** BEGIN Passage to read **

Buck Shlegeris: This is one of my favorite areas of AI safety research and I would love for there to be more of it. Something I have been floating for a little while is I kind of wish that there was another Ought. It just seems like it would be so good if we had definitive information about the factored cognition hypothesis. And it also it seems like the kind of thing which is potentially parallelizable. And I feel like I know a lot of people who love talking about how thinking works. A lot of rationalists are really into this. I would just be super excited for some of them to form teams of four and go off on their own and build an Ought competitor. I feel like this is the kind of thing where plausibly, a bunch of enthusiastic people could make progress on their own.

Rohin Shah: Yeah, I agree with that. Definitely seems like one of the higher value things but I might be more excited about universality.

Lucas Perry: All right, well let's get started with universality then. What is universality and why are you optimistic about it?

Rohin Shah: So universality is hard to explain well, in a single sentence. For whatever supervisor is training our agent, you want that supervisor to “know everything the agent knows.” In particular if the agent comes up with some deceptive strategy to look like it's achieving the goal, but actually it hasn't. The supervisors should know that it was doing this deceptive strategy for the reason of trying to trick the supervisor and so the supervisor can then penalize it. The classic example of why this is important and hard also due to Paul Christiano is plagiarism. Suppose you are training on the AI system to produce novel works of literature and as part of its training data, the AI system gets to read this library of a million books.

It's possible that this AI system decides, Hey, you know the best way I can make a great novel seeming book is to just take these five books and take out plot points, passages from each of them and put them together and then this new book will look totally novel and will be very good because I used all of the best Shakespearean writing or whatever. If your supervisor doesn't know that the agent has done this, the only way the supervisor can really check is to go read the entire million books. Even if the agent only read 10 books and so then the supervision becomes a way more costly than running the agent, which is not a great state to be in, and so what you really want is that if the agent does this, the supervisor is able to say, I see that you just copied this stuff over from these other books in order to trick me into thinking that you had written something novel that was good.

** END Passage to read **

● Objectives
(A) Answer these from the AI safety conversation, one line each:
(i) What size of team does Buck Shlegeris want rationalists to form?
(ii) Who is credited with the plagiarism example?
(iii) How many books are in the library the AI system gets to read?
(B) Pick up the AI safety conversation right after its final sentence and continue it.

** BEGIN Dataset rows **

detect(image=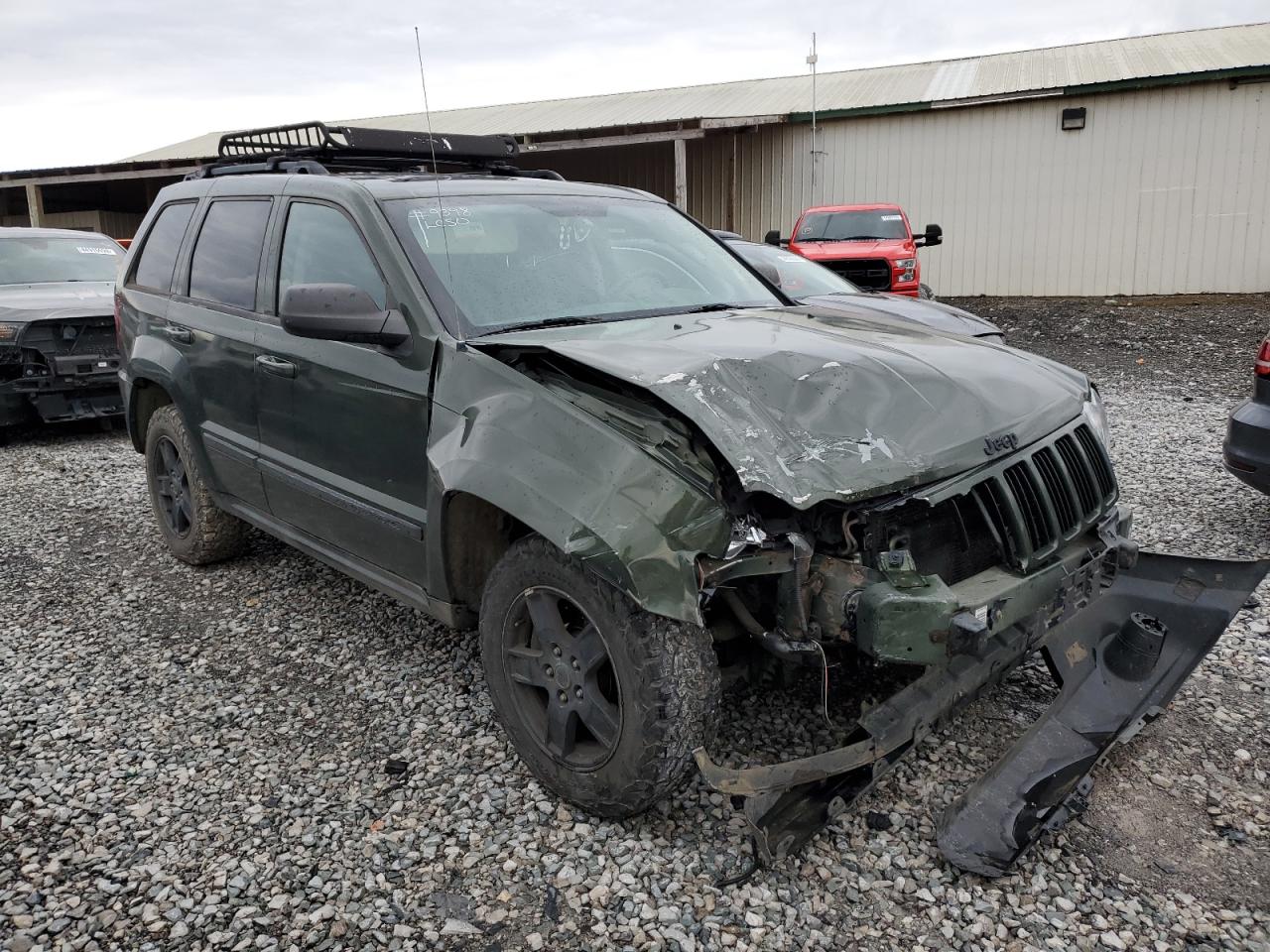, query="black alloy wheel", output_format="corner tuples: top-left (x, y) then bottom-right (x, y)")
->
(151, 436), (194, 538)
(503, 585), (622, 771)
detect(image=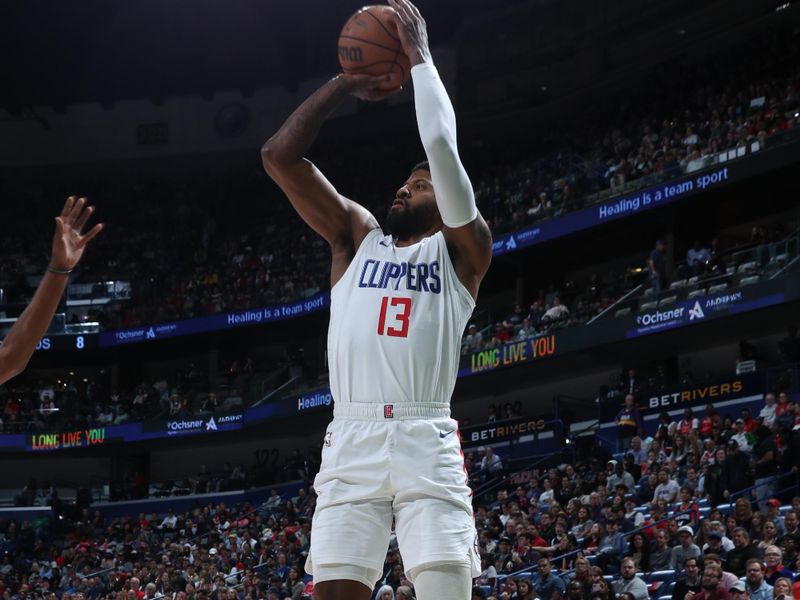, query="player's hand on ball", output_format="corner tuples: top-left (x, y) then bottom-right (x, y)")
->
(340, 73), (403, 102)
(388, 0), (431, 67)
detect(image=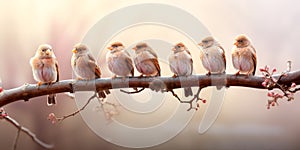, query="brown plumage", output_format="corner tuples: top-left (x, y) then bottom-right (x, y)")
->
(30, 44), (59, 106)
(133, 43), (160, 77)
(71, 43), (110, 98)
(232, 34), (257, 75)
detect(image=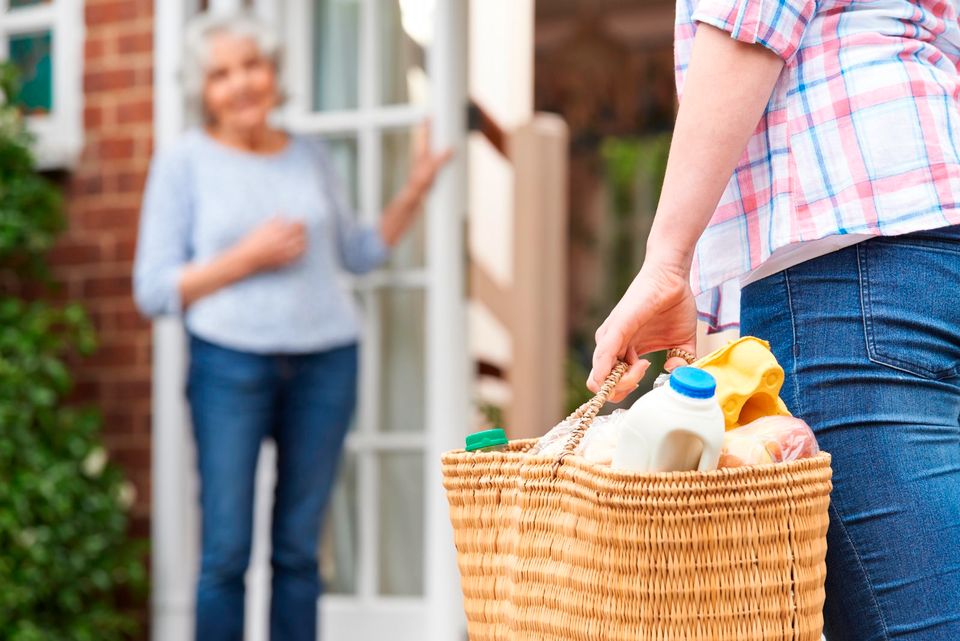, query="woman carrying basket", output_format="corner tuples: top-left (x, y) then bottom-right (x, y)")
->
(588, 0), (960, 641)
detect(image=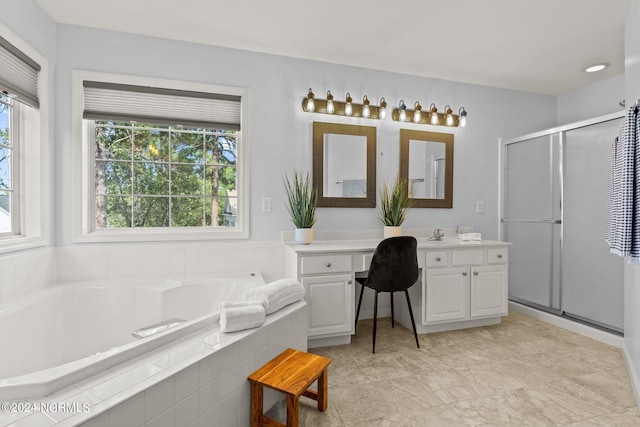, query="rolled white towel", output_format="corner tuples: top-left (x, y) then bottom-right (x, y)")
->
(244, 279), (304, 314)
(458, 233), (482, 241)
(220, 301), (265, 332)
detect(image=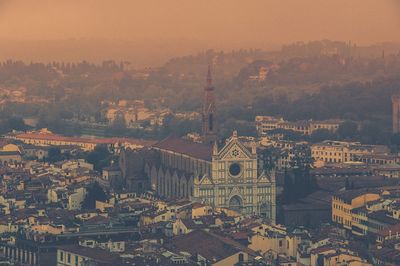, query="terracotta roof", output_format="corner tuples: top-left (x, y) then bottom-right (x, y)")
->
(153, 136), (212, 161)
(16, 133), (155, 146)
(378, 222), (400, 237)
(166, 230), (257, 262)
(58, 246), (121, 265)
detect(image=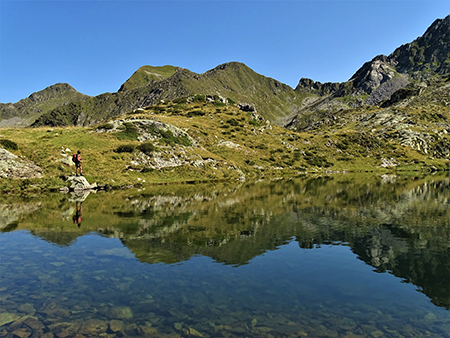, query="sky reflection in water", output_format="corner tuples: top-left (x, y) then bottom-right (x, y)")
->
(0, 177), (450, 337)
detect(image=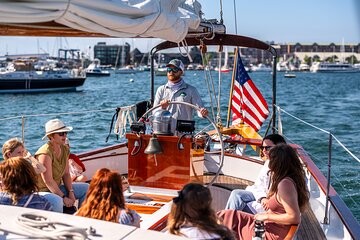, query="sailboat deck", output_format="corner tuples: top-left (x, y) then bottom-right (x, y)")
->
(204, 175), (326, 240)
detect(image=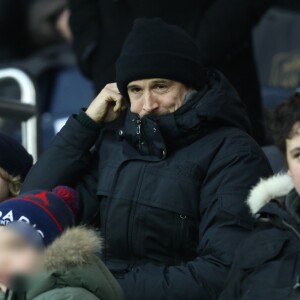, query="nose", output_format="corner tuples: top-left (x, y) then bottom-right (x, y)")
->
(143, 91), (159, 114)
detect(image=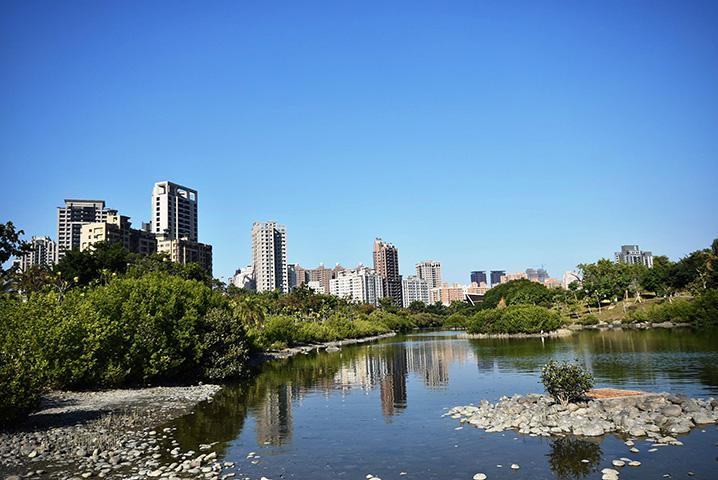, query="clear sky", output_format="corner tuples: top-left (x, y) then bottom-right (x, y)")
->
(0, 0), (718, 282)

** END Dataset rows **

● Responses by task
(A)
(i) Teams of four.
(ii) Paul Christiano.
(iii) A million.

(B)
That's bad. I'm penalizing you. Stop doing that in the future. Now, this sort of property, I mean it's very nice in the abstract, but who knows whether or not we can actually build it in practice. There's some reason for optimism that I don't think I can adequately convey, but I wrote a newsletter summarizing some of it sometime ago, but again, reading through the posts I became more optimistic that it was an achievable property, than when I first heard what the property was. The reason I'm optimistic about it is that it just sort of seems to capture the thing that we actually care about. It's not everything, like it doesn't solve the robustness problem. Universality only tells you what the agent's currently doing. You know all the facts about that. Whereas for robustness you want to say even in these hypothetical situations that the agent hasn't encountered yet and doesn't know stuff about, even when it encounters those situations, it's going to stay aligned with you so universality doesn't get you all the way there, but it definitely feels like it's getting you quite a bit.

Buck Shlegeris: That's really interesting to hear you phrase it that way. I guess I would have thought of universality as a subset of robustness. I'm curious what you think of that first.

Rohin Shah: I definitely think you could use universality to achieve a subset of robustness. Maybe I would say universality is a subset of interpretability.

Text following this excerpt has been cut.